EXERCISE DIRECTIONS.
Reproduce every line of the records below word for word, omitting the pictures.

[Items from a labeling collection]

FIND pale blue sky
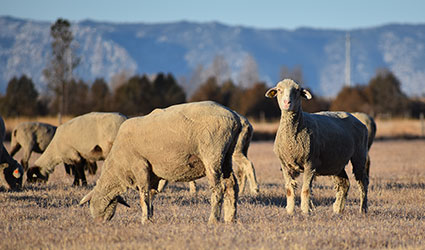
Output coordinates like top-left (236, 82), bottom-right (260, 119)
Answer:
top-left (0, 0), bottom-right (425, 29)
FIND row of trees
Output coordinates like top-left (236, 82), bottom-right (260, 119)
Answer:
top-left (0, 70), bottom-right (425, 119)
top-left (0, 19), bottom-right (425, 120)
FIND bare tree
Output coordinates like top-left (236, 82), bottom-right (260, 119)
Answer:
top-left (238, 54), bottom-right (260, 88)
top-left (43, 18), bottom-right (80, 124)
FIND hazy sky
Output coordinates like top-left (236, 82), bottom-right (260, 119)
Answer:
top-left (0, 0), bottom-right (425, 29)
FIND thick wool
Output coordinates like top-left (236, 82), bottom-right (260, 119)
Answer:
top-left (80, 101), bottom-right (241, 223)
top-left (10, 122), bottom-right (56, 171)
top-left (31, 112), bottom-right (127, 184)
top-left (158, 111), bottom-right (259, 195)
top-left (266, 79), bottom-right (369, 213)
top-left (0, 116), bottom-right (24, 190)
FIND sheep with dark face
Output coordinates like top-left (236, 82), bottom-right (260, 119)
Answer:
top-left (266, 79), bottom-right (369, 213)
top-left (0, 116), bottom-right (24, 190)
top-left (27, 112), bottom-right (127, 185)
top-left (80, 101), bottom-right (241, 223)
top-left (10, 122), bottom-right (56, 171)
top-left (352, 112), bottom-right (376, 176)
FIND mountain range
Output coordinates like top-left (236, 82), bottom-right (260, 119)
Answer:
top-left (0, 16), bottom-right (425, 97)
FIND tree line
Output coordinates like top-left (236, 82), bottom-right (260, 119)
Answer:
top-left (0, 70), bottom-right (425, 120)
top-left (0, 18), bottom-right (425, 120)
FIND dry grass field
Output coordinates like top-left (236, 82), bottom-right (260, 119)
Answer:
top-left (0, 140), bottom-right (425, 249)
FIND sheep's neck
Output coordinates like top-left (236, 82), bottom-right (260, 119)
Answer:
top-left (279, 110), bottom-right (304, 135)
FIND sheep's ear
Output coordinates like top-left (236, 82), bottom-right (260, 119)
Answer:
top-left (79, 190), bottom-right (93, 206)
top-left (301, 88), bottom-right (313, 100)
top-left (116, 195), bottom-right (130, 207)
top-left (0, 163), bottom-right (9, 170)
top-left (266, 87), bottom-right (277, 98)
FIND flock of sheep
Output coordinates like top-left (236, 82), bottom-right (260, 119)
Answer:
top-left (0, 79), bottom-right (376, 223)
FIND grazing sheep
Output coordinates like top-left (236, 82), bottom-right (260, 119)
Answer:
top-left (158, 111), bottom-right (259, 195)
top-left (351, 112), bottom-right (376, 176)
top-left (10, 122), bottom-right (56, 171)
top-left (27, 112), bottom-right (127, 185)
top-left (0, 116), bottom-right (24, 190)
top-left (80, 101), bottom-right (241, 223)
top-left (266, 79), bottom-right (369, 213)
top-left (10, 122), bottom-right (97, 186)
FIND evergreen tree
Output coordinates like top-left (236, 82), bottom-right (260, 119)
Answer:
top-left (43, 18), bottom-right (80, 124)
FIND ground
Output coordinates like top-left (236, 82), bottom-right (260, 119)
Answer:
top-left (0, 140), bottom-right (425, 249)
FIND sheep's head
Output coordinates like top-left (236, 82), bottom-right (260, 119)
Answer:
top-left (27, 166), bottom-right (49, 183)
top-left (266, 79), bottom-right (312, 111)
top-left (80, 189), bottom-right (130, 222)
top-left (0, 162), bottom-right (24, 190)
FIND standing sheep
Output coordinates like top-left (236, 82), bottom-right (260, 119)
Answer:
top-left (27, 112), bottom-right (127, 185)
top-left (266, 79), bottom-right (369, 214)
top-left (352, 112), bottom-right (376, 176)
top-left (0, 116), bottom-right (24, 190)
top-left (10, 122), bottom-right (56, 171)
top-left (158, 111), bottom-right (259, 195)
top-left (80, 101), bottom-right (241, 223)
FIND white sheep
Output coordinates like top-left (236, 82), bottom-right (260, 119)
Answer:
top-left (0, 116), bottom-right (24, 190)
top-left (158, 111), bottom-right (259, 195)
top-left (10, 122), bottom-right (56, 171)
top-left (80, 101), bottom-right (241, 223)
top-left (351, 112), bottom-right (376, 176)
top-left (266, 79), bottom-right (369, 214)
top-left (10, 122), bottom-right (97, 186)
top-left (27, 112), bottom-right (127, 185)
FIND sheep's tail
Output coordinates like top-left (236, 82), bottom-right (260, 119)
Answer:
top-left (10, 129), bottom-right (21, 157)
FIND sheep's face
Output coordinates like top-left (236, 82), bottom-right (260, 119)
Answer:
top-left (0, 163), bottom-right (24, 190)
top-left (266, 79), bottom-right (312, 111)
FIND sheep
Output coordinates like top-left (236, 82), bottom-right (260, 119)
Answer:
top-left (0, 116), bottom-right (24, 190)
top-left (351, 112), bottom-right (376, 176)
top-left (10, 122), bottom-right (97, 186)
top-left (27, 112), bottom-right (127, 186)
top-left (265, 79), bottom-right (369, 214)
top-left (10, 122), bottom-right (56, 171)
top-left (80, 101), bottom-right (241, 224)
top-left (158, 111), bottom-right (259, 195)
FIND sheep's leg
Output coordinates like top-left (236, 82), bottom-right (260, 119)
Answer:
top-left (301, 167), bottom-right (314, 214)
top-left (223, 172), bottom-right (238, 222)
top-left (134, 163), bottom-right (153, 224)
top-left (189, 181), bottom-right (197, 194)
top-left (204, 160), bottom-right (223, 224)
top-left (157, 179), bottom-right (168, 193)
top-left (333, 170), bottom-right (350, 214)
top-left (221, 149), bottom-right (238, 222)
top-left (351, 159), bottom-right (369, 213)
top-left (282, 164), bottom-right (297, 214)
top-left (234, 155), bottom-right (259, 194)
top-left (21, 143), bottom-right (34, 171)
top-left (366, 153), bottom-right (370, 176)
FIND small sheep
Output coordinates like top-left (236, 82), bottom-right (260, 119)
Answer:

EXPECTED OUTPUT.
FIND pale blue sky
Output coordinates like top-left (236, 82), bottom-right (260, 119)
Answer:
top-left (0, 0), bottom-right (425, 29)
FIND row of trees
Output coordinates like top-left (236, 82), bottom-right (260, 119)
Answer:
top-left (0, 70), bottom-right (425, 119)
top-left (0, 19), bottom-right (425, 120)
FIND bare tree
Output coordinates like top-left (236, 82), bottom-right (260, 119)
Answer:
top-left (238, 54), bottom-right (260, 88)
top-left (43, 18), bottom-right (80, 124)
FIND hazy sky
Output coordinates like top-left (236, 82), bottom-right (260, 119)
Answer:
top-left (0, 0), bottom-right (425, 29)
FIND thick wool
Output coordinates like top-left (236, 82), bottom-right (260, 119)
Answer:
top-left (80, 101), bottom-right (241, 223)
top-left (10, 122), bottom-right (56, 171)
top-left (31, 112), bottom-right (127, 184)
top-left (158, 111), bottom-right (259, 195)
top-left (266, 79), bottom-right (369, 213)
top-left (0, 116), bottom-right (24, 190)
FIND sheep with dark face
Output coordinates like top-left (236, 82), bottom-right (260, 119)
Answer:
top-left (266, 79), bottom-right (369, 213)
top-left (0, 116), bottom-right (24, 190)
top-left (27, 112), bottom-right (127, 185)
top-left (80, 101), bottom-right (241, 223)
top-left (10, 122), bottom-right (56, 171)
top-left (352, 112), bottom-right (376, 176)
FIND mountain range
Output coordinates like top-left (236, 82), bottom-right (260, 119)
Answer:
top-left (0, 16), bottom-right (425, 97)
FIND tree line
Output coordinates like top-left (236, 82), bottom-right (260, 119)
Answer:
top-left (0, 70), bottom-right (425, 120)
top-left (0, 18), bottom-right (425, 120)
FIND dry grass field
Output coordinates like top-left (236, 82), bottom-right (260, 119)
Answer:
top-left (0, 140), bottom-right (425, 249)
FIND sheep's neck
Output coordinates like top-left (236, 82), bottom-right (260, 119)
Answer:
top-left (279, 110), bottom-right (304, 135)
FIND sheep's ear
Output coordinates like top-left (236, 82), bottom-right (260, 119)
Answer:
top-left (79, 190), bottom-right (93, 206)
top-left (301, 88), bottom-right (313, 100)
top-left (116, 195), bottom-right (130, 207)
top-left (0, 163), bottom-right (9, 170)
top-left (266, 87), bottom-right (277, 98)
FIND flock of sheep
Output coordinates like top-left (236, 82), bottom-right (260, 119)
Answer:
top-left (0, 79), bottom-right (376, 223)
FIND grazing sheep
Output coordinates like top-left (236, 82), bottom-right (260, 119)
Answer:
top-left (158, 111), bottom-right (259, 195)
top-left (351, 112), bottom-right (376, 176)
top-left (10, 122), bottom-right (56, 171)
top-left (27, 112), bottom-right (127, 185)
top-left (0, 116), bottom-right (24, 190)
top-left (80, 101), bottom-right (241, 223)
top-left (266, 79), bottom-right (369, 213)
top-left (10, 122), bottom-right (97, 186)
FIND evergreen tree
Output coordinates like top-left (236, 82), bottom-right (260, 119)
Answer:
top-left (43, 18), bottom-right (80, 124)
FIND ground
Output coordinates like top-left (236, 82), bottom-right (260, 119)
Answer:
top-left (0, 140), bottom-right (425, 249)
FIND sheep's head
Output coordinates like top-left (236, 82), bottom-right (260, 119)
Answer:
top-left (27, 166), bottom-right (49, 183)
top-left (266, 79), bottom-right (312, 111)
top-left (80, 189), bottom-right (130, 222)
top-left (0, 162), bottom-right (24, 190)
FIND standing sheep
Output coordinates like top-left (236, 82), bottom-right (260, 119)
Answer:
top-left (27, 112), bottom-right (127, 185)
top-left (266, 79), bottom-right (369, 214)
top-left (352, 112), bottom-right (376, 176)
top-left (0, 116), bottom-right (24, 190)
top-left (10, 122), bottom-right (56, 171)
top-left (158, 111), bottom-right (259, 195)
top-left (80, 101), bottom-right (241, 223)
FIND white sheep
Output coordinates like top-left (236, 82), bottom-right (260, 119)
Answer:
top-left (0, 116), bottom-right (24, 190)
top-left (158, 111), bottom-right (259, 195)
top-left (10, 122), bottom-right (56, 171)
top-left (80, 101), bottom-right (241, 223)
top-left (351, 112), bottom-right (376, 176)
top-left (266, 79), bottom-right (369, 214)
top-left (10, 122), bottom-right (97, 186)
top-left (27, 112), bottom-right (127, 185)
FIND sheep's tail
Output coordinates like top-left (236, 82), bottom-right (260, 119)
Answer:
top-left (10, 129), bottom-right (21, 157)
FIND sheep's face
Output coordinates like top-left (236, 82), bottom-right (260, 119)
Answer:
top-left (0, 163), bottom-right (24, 190)
top-left (266, 79), bottom-right (312, 111)
FIND sheep
Output coordinates like top-left (236, 82), bottom-right (260, 119)
Answer:
top-left (0, 116), bottom-right (24, 190)
top-left (351, 112), bottom-right (376, 176)
top-left (10, 122), bottom-right (97, 186)
top-left (27, 112), bottom-right (127, 186)
top-left (265, 79), bottom-right (369, 214)
top-left (10, 122), bottom-right (56, 171)
top-left (80, 101), bottom-right (241, 224)
top-left (158, 111), bottom-right (259, 195)
FIND sheep's leg
Output coordinates like top-left (236, 82), bottom-right (260, 119)
Answer:
top-left (301, 167), bottom-right (314, 214)
top-left (223, 172), bottom-right (238, 222)
top-left (134, 163), bottom-right (153, 224)
top-left (189, 181), bottom-right (197, 194)
top-left (204, 160), bottom-right (223, 224)
top-left (157, 179), bottom-right (168, 193)
top-left (333, 170), bottom-right (350, 214)
top-left (221, 149), bottom-right (238, 222)
top-left (351, 159), bottom-right (369, 213)
top-left (282, 164), bottom-right (297, 214)
top-left (234, 155), bottom-right (259, 194)
top-left (21, 143), bottom-right (34, 171)
top-left (366, 153), bottom-right (370, 176)
FIND small sheep
Output coordinates like top-left (236, 82), bottom-right (260, 119)
Answer:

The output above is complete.